She angrily rejects charges of exaggeration. "My accountants gave all the information to the state. Why would I lie? I don't want people to smoke; I have no reason to make up anything."
If the ban is re-imposed, she says, "I don't know what we will do, I'm tired of it". The fight was bruising. She was really hurt, she says, by Sargent's comparison of tavern-owners with murderers. The doctor had gone on record as saying: "It is not all right to murder for profit. It's not right to poison people for profit - and that's their argument. They . . . continue poisoning people, even when we've demonstrated an immediate effect of it."
Fix says she would not now sit in the same room as Sargent. She also indignantly denies a charge made at legislative hearings that she said what the tobacco industry told her to.
"The tobacco companies never called me or offered money in any way. It's just not true," she says.
While Fix was conscientious about the new ordinance, putting up "No Smoking" signs and taking away ash-trays, Greg Straw of the Nugget Casino on Euclid Avenue decided on defiance. He did nothing to stop smoking on his premises, a bar and restaurant which has more than a dozen poker and keno machines, nor did he put up signs. He received several violation tickets. Under the ordinance, breaches were treated only as "civil infractions", punishable with a $100 fine, as it had been decided that the revoking of a licence costing several thousand dollars would be too great a punishment.
The Nugget case came before City Judge Myron Pitch in Helena on December 5th. He threw out the citations, saying the ordinance could not be enforced because minor infractions did not qualify for a jury trial, which he said was a constitutional right. Suddenly, smoking in public places was back. The taverners won another victory in the spring when the state legislature passed House Bill 758, which exempts the 1,700 holders of gaming licenses in Montana from any local tobacco control ordinances, and Governor Judy Martz signed it into law.

───

*Instructions*
(a) From the article about the Helena smoking ban, print the stretch from "While Fix was" through "great a punishment.".
(b) Translate this sentence from the article about the Helena smoking ban into Spanish: "Fix says she would not now sit in the same room as Sargent."
(c) Write the next part of the article about the Helena smoking ban, picking up after its last sentence.
The records that come next have nothing to do with the article about the Helena smoking ban.

(Collected data entries)
───

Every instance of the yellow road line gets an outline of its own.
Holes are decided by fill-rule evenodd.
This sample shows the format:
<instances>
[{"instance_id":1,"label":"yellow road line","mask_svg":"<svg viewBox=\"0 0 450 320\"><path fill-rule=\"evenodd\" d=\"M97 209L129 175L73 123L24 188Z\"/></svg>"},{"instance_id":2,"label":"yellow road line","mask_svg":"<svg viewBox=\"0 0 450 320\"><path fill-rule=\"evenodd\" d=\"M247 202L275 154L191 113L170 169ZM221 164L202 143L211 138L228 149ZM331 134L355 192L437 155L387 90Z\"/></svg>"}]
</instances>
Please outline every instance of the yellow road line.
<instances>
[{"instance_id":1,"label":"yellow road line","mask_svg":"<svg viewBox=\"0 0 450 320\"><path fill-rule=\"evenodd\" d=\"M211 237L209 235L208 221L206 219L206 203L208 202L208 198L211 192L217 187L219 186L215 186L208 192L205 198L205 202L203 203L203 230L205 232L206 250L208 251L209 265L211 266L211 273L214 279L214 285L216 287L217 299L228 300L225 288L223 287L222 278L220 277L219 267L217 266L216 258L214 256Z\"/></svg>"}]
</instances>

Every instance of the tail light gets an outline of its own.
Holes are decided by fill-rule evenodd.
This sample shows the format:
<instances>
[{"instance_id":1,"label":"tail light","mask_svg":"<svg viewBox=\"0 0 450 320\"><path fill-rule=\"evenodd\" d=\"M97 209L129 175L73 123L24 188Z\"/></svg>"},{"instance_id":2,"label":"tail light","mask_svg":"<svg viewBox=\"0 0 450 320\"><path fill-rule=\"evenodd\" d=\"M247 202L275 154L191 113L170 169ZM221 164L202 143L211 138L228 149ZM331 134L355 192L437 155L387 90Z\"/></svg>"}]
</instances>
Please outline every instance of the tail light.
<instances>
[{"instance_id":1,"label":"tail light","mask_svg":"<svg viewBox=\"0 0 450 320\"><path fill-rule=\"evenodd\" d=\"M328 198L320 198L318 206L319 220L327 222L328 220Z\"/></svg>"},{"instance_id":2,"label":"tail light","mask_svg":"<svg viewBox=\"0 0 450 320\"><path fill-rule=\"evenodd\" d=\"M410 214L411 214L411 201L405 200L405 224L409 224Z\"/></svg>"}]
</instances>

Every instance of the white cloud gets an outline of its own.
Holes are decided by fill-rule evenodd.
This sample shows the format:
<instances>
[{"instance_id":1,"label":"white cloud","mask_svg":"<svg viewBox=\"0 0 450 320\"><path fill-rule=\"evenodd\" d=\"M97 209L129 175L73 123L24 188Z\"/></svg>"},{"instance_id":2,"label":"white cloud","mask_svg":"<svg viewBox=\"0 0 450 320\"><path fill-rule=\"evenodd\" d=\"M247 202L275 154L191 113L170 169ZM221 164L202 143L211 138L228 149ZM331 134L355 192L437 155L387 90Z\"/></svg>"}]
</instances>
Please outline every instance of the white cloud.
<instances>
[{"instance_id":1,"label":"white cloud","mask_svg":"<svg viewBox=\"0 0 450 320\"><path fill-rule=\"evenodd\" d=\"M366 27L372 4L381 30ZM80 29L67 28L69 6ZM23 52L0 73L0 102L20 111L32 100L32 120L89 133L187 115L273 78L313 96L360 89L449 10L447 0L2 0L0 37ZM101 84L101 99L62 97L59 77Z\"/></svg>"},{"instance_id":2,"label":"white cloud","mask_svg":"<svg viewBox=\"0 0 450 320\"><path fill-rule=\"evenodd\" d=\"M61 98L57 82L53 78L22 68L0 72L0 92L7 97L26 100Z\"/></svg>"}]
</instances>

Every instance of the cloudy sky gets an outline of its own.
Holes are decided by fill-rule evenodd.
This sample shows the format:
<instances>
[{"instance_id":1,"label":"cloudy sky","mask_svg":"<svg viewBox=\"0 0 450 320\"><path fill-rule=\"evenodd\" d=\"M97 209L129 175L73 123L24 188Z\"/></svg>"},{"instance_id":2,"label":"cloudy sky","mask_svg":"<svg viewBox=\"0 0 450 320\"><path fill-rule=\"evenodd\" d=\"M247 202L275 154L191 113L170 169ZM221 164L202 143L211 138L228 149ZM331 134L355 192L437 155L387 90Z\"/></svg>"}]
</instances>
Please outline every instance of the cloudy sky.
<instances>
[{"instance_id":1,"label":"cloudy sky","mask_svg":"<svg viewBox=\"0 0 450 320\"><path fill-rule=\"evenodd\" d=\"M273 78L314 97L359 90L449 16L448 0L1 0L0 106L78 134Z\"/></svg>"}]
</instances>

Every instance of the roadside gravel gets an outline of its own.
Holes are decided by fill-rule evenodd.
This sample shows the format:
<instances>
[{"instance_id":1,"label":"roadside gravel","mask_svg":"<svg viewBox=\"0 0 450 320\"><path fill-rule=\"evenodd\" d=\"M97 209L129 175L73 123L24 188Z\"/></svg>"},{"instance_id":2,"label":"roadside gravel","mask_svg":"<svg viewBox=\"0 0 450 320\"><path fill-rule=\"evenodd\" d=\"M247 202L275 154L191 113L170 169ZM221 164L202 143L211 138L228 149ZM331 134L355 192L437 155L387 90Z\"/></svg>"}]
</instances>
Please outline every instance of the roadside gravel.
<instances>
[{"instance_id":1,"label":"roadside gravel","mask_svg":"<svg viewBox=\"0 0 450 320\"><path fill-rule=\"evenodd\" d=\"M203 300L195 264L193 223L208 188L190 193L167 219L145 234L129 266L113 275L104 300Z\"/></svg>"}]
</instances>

───

*Written responses*
(a)
While Fix was conscientious about the new ordinance, putting up "No Smoking" signs and taking away ash-trays, Greg Straw of the Nugget Casino on Euclid Avenue decided on defiance. He did nothing to stop smoking on his premises, a bar and restaurant which has more than a dozen poker and keno machines, nor did he put up signs. He received several violation tickets. Under the ordinance, breaches were treated only as "civil infractions", punishable with a $100 fine, as it had been decided that the revoking of a licence costing several thousand dollars would be too great a punishment.

(b) Fix dice que ahora no se sentaría en la misma habitación que Sargent.

(c)
The story is not over. The new law is being challenged by lawyers for the anti-tobacco lobby as unconstitutional, on the grounds that the Montana constitution guarantees citizens the right to a clean, healthful environment and that it denies a constitutional right to a specific category of workers and patrons in private businesses. The case is pending before Montana Supreme Court.
With the ban suspended for a year now, the rate of heart attacks is going up again, insists Sargent, though he is keeping the statistics for a formal update of the survey.
"I can't quote a number but I can tell you it went back up to close to the number we predicted," he says.
I asked him about criticisms of his findings by opponents of the ban and by tobacco lobbyists, who have pointed out, for example, that the American Heart Association attributes only 5 per cent of a total of 35,000 heart cases a year to second-hand smoke, and that the US Centre for Disease Control and Prevention says smoking accounts for one-fifth of heart disease deaths, meaning the Helena figures did not add up.
Governor Martz was also among those who find the numbers hard to accept, saying recently: "I don't believe that, statistically, you can create a fact, a good solid fact, in six months.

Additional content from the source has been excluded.